◆ **RECORDS SHOWN**
++++++++

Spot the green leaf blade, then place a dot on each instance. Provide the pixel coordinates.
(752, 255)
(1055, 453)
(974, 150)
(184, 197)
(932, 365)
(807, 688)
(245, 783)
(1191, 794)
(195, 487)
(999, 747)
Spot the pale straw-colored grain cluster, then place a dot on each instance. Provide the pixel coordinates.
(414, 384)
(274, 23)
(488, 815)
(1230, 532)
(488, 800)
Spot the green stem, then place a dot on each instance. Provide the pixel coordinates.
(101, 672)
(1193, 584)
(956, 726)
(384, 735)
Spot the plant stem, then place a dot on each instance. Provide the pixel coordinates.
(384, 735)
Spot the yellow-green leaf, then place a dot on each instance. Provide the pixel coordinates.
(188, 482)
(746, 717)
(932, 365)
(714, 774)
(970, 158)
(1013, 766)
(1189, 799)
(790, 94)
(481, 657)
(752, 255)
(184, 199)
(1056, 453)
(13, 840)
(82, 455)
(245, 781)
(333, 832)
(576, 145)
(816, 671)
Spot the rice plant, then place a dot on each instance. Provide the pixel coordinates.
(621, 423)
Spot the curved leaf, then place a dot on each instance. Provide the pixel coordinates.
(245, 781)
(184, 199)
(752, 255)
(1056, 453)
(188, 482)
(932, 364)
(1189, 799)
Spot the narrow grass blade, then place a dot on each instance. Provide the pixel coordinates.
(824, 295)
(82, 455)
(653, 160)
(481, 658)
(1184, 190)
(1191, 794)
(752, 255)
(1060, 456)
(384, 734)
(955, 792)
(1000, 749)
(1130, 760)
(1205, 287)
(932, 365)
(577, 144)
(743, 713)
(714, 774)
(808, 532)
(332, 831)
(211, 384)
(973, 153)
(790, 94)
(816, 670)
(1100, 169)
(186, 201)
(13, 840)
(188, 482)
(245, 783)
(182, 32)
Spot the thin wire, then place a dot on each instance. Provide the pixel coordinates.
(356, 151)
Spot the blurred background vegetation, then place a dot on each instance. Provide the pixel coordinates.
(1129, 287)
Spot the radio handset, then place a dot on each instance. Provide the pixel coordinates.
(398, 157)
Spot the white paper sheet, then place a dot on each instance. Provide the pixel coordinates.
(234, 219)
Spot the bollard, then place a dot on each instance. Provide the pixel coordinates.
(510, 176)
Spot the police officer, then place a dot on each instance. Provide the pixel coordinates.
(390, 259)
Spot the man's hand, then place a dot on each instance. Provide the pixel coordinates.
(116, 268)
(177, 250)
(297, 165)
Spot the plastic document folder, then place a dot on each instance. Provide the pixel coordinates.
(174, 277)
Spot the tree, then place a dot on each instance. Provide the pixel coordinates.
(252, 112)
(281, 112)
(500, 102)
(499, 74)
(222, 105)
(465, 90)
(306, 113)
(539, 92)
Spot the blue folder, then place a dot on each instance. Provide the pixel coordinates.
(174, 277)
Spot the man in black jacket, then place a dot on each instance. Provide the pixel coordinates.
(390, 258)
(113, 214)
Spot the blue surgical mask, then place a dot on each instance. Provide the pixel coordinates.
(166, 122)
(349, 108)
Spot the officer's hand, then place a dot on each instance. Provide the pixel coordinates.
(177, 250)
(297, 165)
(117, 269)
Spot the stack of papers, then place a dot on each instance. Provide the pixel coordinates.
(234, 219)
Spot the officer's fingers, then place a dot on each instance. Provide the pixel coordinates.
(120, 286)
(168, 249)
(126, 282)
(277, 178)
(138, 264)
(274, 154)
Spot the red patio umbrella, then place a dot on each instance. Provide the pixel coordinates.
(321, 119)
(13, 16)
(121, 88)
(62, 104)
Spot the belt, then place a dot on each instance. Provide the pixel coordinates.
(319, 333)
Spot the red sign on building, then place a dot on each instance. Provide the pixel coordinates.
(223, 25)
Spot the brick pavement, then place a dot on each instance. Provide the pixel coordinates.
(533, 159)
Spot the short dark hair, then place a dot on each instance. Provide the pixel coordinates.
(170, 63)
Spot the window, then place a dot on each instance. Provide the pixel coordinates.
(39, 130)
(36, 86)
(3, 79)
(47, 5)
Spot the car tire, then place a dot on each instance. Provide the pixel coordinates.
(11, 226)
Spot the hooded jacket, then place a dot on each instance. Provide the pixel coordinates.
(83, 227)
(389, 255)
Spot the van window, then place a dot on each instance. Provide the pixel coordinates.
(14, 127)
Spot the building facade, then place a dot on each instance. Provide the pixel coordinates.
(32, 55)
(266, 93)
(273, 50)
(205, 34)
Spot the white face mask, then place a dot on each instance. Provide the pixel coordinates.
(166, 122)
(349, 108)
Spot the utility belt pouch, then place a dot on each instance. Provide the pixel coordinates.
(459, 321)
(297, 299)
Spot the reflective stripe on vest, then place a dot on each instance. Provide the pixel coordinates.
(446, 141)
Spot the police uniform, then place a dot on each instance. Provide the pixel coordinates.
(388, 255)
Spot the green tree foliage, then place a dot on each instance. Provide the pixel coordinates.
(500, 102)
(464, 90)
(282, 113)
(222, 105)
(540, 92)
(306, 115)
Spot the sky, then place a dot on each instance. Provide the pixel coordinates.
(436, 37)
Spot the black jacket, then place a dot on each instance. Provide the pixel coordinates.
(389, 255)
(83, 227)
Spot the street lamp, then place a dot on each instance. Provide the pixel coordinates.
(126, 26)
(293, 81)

++++++++

Please edit every item above, replacing "instance" with "occurrence" and leaving everything else as it is.

◆ **EXERCISE SOLUTION**
Spot the green leaf blade, then place a dot on each occurrence. Provide the pixel coordinates.
(752, 255)
(1055, 453)
(974, 150)
(184, 197)
(932, 365)
(807, 688)
(245, 783)
(1191, 794)
(195, 487)
(999, 747)
Spot the pale straw-colored grain cluster, then place a dot on each occurrence. Provide the pixel coordinates.
(414, 384)
(274, 23)
(488, 815)
(1230, 532)
(488, 800)
Spot the green stem, then place a dot on each occurrence. Provide the pixel coordinates.
(101, 672)
(1193, 584)
(956, 726)
(384, 735)
Spot the plant stem, then place a dot on each occurrence. Provide the pixel coordinates.
(384, 735)
Spot the yellow-green leaf, then place a dot on each occurrence. Provide the pixel coordinates.
(188, 482)
(746, 717)
(932, 365)
(714, 774)
(970, 158)
(1013, 766)
(1189, 799)
(790, 94)
(481, 657)
(752, 255)
(184, 199)
(1056, 453)
(13, 840)
(82, 455)
(245, 781)
(333, 832)
(576, 145)
(816, 671)
Spot the rice plant, then place a dot on each occurrence. Provide the pixel coordinates.
(621, 423)
Spot the curved leaf, then place a dot on each occurrence. Provide the pixel coordinates.
(245, 781)
(184, 199)
(752, 255)
(1056, 453)
(188, 482)
(932, 364)
(1189, 799)
Spot the narrow grass blade, then place a dot on each occurrence. Provide the pixel coordinates.
(824, 295)
(82, 455)
(653, 160)
(481, 658)
(1184, 190)
(1191, 794)
(752, 255)
(1060, 456)
(384, 734)
(955, 792)
(1000, 749)
(1130, 760)
(1205, 287)
(932, 365)
(577, 144)
(743, 713)
(714, 774)
(808, 532)
(332, 831)
(211, 384)
(973, 153)
(790, 94)
(816, 670)
(1100, 169)
(186, 201)
(13, 840)
(188, 482)
(245, 783)
(182, 32)
Spot the thin wire, then place a dot on each occurrence. Provide the pixel coordinates.
(356, 151)
Spot the blurred background vegetation, then place a dot on each occurrence. Provide the pixel coordinates.
(1129, 287)
Spot the radio handset, then place a dot on each occurrence. Provide the pixel coordinates.
(398, 157)
Spot the white paper sheet, then place a dot on each occurrence. Provide the pixel coordinates.
(234, 219)
Spot the bollard, then place a dot on each occurrence. Provide the pixel coordinates.
(510, 176)
Spot the police officer, then place a dot on each occurrence. Provide the pixel coordinates.
(390, 259)
Spot the man's hand, then place a dot on each occurrence. Provide the pixel coordinates.
(116, 268)
(177, 250)
(297, 165)
Spot the plastic document folder, then place a dot on each occurrence. Provide the pixel coordinates.
(174, 277)
Spot the tree, then place a dot on each occurrence. Provide the pixel coordinates.
(252, 112)
(281, 112)
(500, 102)
(499, 74)
(222, 105)
(465, 90)
(306, 113)
(539, 92)
Spot the blue folder, then place a dot on each occurrence. Provide the pixel coordinates.
(174, 277)
Spot the man in black jacket, then place a dot on each occurrence. Provide the pixel coordinates.
(390, 258)
(113, 214)
Spot the blue surgical mask, then place a dot on each occurrence. Provide the pixel coordinates.
(166, 122)
(349, 108)
Spot the officer's hand, then place a dot on each occurrence. Provide the pixel coordinates.
(177, 250)
(297, 165)
(117, 269)
Spot the stack of papers, then place a dot on each occurrence. Provide the pixel coordinates.
(234, 219)
Spot the officer's fingers, then place a dot on each occurrence. Provide the pixel coordinates.
(120, 286)
(168, 249)
(126, 282)
(277, 178)
(138, 264)
(274, 154)
Spot the red patio umbrella, then place a dot on each occurrence. Provide the pixel coordinates.
(321, 119)
(13, 16)
(121, 88)
(62, 104)
Spot the belt, then place a dot on each occurrence. Provide the pixel coordinates.
(319, 333)
Spot the red sign on building, then place a dot on each occurrence. Provide the pixel coordinates.
(223, 25)
Spot the brick pavement, then place a dot on each occurrence. Provide the pixel coordinates.
(533, 159)
Spot the short dark hair, then place a dot on each occurrence. Provide the pixel coordinates.
(170, 63)
Spot the window, then place a dot on each occurrence. Provide the pixel coordinates.
(39, 130)
(36, 86)
(3, 79)
(47, 5)
Spot the car tire, then place a dot on each occurrence. Provide the pixel coordinates.
(11, 226)
Spot the hooded jacket, then place a dot on each occurrence. Provide the pixel coordinates.
(83, 227)
(389, 255)
Spot the van window, then place a dot on each occurrence. Provide the pixel coordinates.
(14, 127)
Spot the building facade, then place a dot on each occurrence. Provide the pixel coordinates.
(32, 55)
(266, 93)
(273, 50)
(205, 34)
Spot the white face mask, then place a dot on each occurrence. Provide the pixel coordinates.
(166, 122)
(349, 108)
Spot the utility belt pouch, then place a dot on each occurrence. Provide the pixel coordinates.
(459, 321)
(297, 299)
Spot the reflective stripe on vest, then place a dot on each occurrence. Provide the pixel coordinates.
(446, 141)
Spot the police uniform, then place a dot on each occurrence. Provide the pixel coordinates.
(388, 255)
Spot the green tree foliage, then place a dot on each occurrence. Provide the pixel coordinates.
(500, 102)
(464, 90)
(282, 113)
(222, 105)
(540, 92)
(306, 115)
Spot the sky, then place a dot on each occurrence. Provide the pixel coordinates.
(436, 37)
Spot the black jacket, then place a dot on each occurrence. Provide the pixel coordinates.
(389, 255)
(83, 227)
Spot the street lamp, then place a dot on each occurrence. Provide the pixel coordinates.
(126, 26)
(293, 81)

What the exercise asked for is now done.